◆ **RECORDS SUPPLIED**:
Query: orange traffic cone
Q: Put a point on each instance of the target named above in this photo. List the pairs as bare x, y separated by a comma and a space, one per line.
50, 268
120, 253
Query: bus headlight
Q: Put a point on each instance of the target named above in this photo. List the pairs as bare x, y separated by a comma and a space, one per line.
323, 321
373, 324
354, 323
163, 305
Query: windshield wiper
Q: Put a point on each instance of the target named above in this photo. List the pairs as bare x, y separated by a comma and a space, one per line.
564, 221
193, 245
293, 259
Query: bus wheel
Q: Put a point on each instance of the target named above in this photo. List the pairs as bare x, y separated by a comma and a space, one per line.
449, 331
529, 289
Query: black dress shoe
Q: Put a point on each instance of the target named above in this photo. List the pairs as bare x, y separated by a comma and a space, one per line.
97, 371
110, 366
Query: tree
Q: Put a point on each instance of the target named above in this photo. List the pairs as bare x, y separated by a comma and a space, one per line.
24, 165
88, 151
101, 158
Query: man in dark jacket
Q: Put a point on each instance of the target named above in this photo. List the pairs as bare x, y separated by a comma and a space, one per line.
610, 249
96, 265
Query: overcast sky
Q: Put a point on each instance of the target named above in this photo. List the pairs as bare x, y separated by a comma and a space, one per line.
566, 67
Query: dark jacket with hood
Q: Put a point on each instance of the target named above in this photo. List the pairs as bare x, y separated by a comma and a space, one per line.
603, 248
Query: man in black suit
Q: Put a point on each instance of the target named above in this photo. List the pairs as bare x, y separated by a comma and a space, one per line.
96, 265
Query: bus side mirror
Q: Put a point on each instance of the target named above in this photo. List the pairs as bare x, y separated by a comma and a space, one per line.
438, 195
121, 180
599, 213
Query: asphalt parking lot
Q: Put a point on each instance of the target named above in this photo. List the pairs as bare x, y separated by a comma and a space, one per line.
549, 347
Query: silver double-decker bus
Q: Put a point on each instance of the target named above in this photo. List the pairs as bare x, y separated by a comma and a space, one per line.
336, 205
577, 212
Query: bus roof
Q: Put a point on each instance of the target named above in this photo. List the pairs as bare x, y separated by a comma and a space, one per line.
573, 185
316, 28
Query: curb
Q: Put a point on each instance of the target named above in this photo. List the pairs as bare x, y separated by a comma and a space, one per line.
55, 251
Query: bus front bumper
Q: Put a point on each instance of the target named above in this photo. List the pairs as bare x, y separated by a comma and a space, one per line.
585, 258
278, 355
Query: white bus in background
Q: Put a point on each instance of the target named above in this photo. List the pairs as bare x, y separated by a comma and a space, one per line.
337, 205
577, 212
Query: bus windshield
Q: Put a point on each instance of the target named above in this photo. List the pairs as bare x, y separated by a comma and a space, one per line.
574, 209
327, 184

◆ **PROMPT**: Across the records above, show each line containing the word "dark".

◆ **REPLY TO THE EXERCISE**:
Query: man in dark jacket
Query: dark jacket with hood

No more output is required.